> _Text passage_:
"""
RIP Dennis Hopper

May 29, 2010 at 10:41 pm (mainstream, Uncategorized)

From Mtv:

Actor Dennis Hopper — star of “Easy Rider,” “Blue Velvet,” “Giant” and many other films — died Saturday of prostate cancer at his Los Angeles-area home, according to The Associated Press. He was 74.

The two-time Academy Award nominee, who announced through a manager in the fall of 2009 that he had been diagnosed with the disease, was surrounded by family and friends at the time of his death, friend Alex Hitz told the AP.

The actor directed, co-wrote and starred in directed 1969’s “Easy Rider,” perhaps the most memorable film of his wildly erratic, nearly six-decade-long career. In that classic, generation-defining film — which also established Jack Nicholson as a major star — he and Peter Fonda played motorcycle-riding hippies “in search of America.” The film was a Hollywood success story; it was produced for less than $500,000 and ultimately earned in excess of $40 million. “Easy Rider” also earned two Academy Award nominations, including a shared screenplay nod for Hopper, Fonda and Terry Southern.
"""
> _What to do_:
a) From the Dennis Hopper post, extract the passage from "RIP Dennis Hopper" to "told the AP." and copy it word for word.
b) Answer these from the Dennis Hopper post:
(i) How old was Hopper when he died?
(ii) Which friend told the AP that Hopper was surrounded by family and friends?
(iii) For how much was "Easy Rider" produced?
c) Carry the post on Dennis Hopper's death forward from its last sentence.

> _Data_:
"""
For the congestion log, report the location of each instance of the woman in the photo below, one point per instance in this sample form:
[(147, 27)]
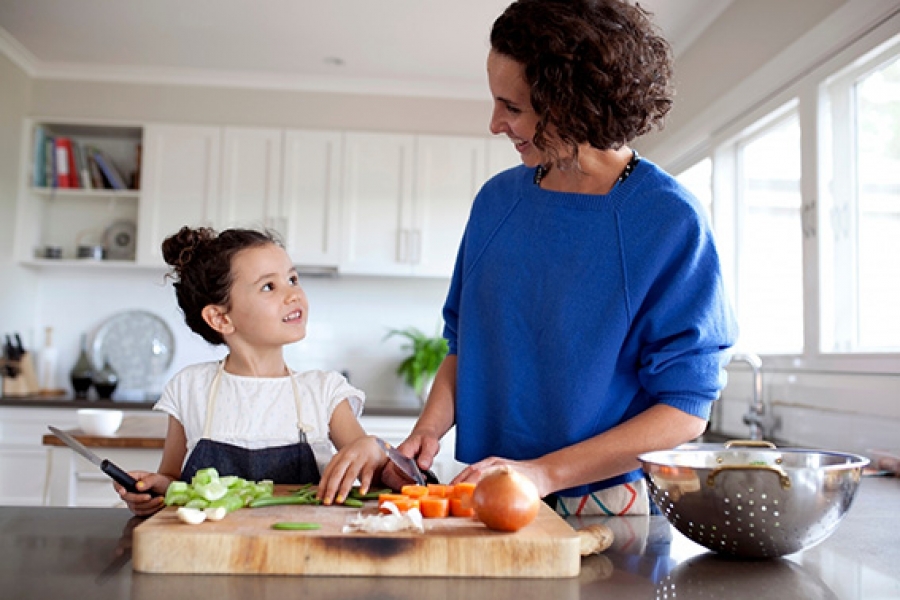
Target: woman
[(586, 317)]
"""
> _Outputs in order_:
a)
RIP Dennis Hopper

May 29, 2010 at 10:41 pm (mainstream, Uncategorized)

From Mtv:

Actor Dennis Hopper — star of “Easy Rider,” “Blue Velvet,” “Giant” and many other films — died Saturday of prostate cancer at his Los Angeles-area home, according to The Associated Press. He was 74.

The two-time Academy Award nominee, who announced through a manager in the fall of 2009 that he had been diagnosed with the disease, was surrounded by family and friends at the time of his death, friend Alex Hitz told the AP.

b)
(i) 74
(ii) Alex Hitz
(iii) Less than $500,000

c)
Born in Kansas on May 17,1936, and raised in San Diego, Hopper made his mark in movies as a teenager, starring with James Dean, whom he idolized, in the 1950s classics “Rebel Without a Cause” and “Giant.”

His career followed a bumpy path over the decades, veering between fame and obscurity — due in equal measure to substance abuse and his legendarily rebellious personality — before being permanently revived by his memorable 1986 role as the psychotic Frank in “Blue Velvet.” He appeared in dozens of films over the years, including “Apocalypse Now,” “Hoosiers,” “Speed,” “River’s Edge,” “Rumblefish,” “True Romance,” “True Grit” and “The Texas Chainsaw Massacre 2,” to name just a few; he also made many television appearances, including “24” and “The Twlight Zone.” His directing credits included “Colors,” “The Hot Spot,” “Chasers” and “The Last Movie,” his disastrous 1971 follow-up to “Easy Rider,” the production of which was so erratic that it effectively blackballed him from the film industry for years.

Hopper’s personal life was no less dramatic than his work: Married five times (including an eight-day marriage to Mamas & the Papas singer Michelle Phillips in 1970), he struggled for many years with alcoholism and drug abuse before becoming sober in the 1980s. He filed for divorce from his fifth wife, Victoria Duffy, in January, after 14 years of marriage and one child (daughter Galen Grier). He was also an avid photographer and art collector.

Hopper appeared frail when he was awarded with a star on the Hollywood Walk of Fame in March of this year.

His work will continue: In September he will be heard as one of the lead voices in “Alpha and Omega.”

Hopper seemed to be acutely aware of his own mortality, telling Time magazine in 1986: “I thought I’d be dead before I was 30. Turning 40 stunned me. Fifty is a major miracle, and I think I may even make 70.”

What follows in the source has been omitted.